# [Records]

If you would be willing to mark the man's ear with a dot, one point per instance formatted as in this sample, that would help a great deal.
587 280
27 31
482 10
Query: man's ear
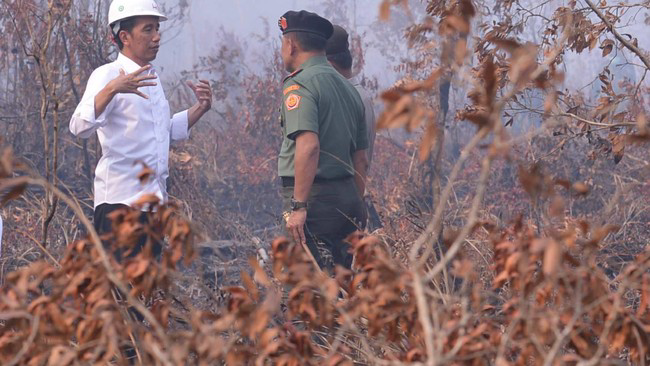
293 45
124 36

# [Instructions for the task]
Rewrite every line of the records above, scaling each answer coordinate by 0.45 and rounding to the nearest whole number, with halves rounded up. Leave out the pictures.

# [Reply]
If you would be willing to mark the man's ear with a dot, one point per instance formatted as in this sample, that would help a great deal.
587 280
27 31
482 10
Query: man's ear
132 20
56 16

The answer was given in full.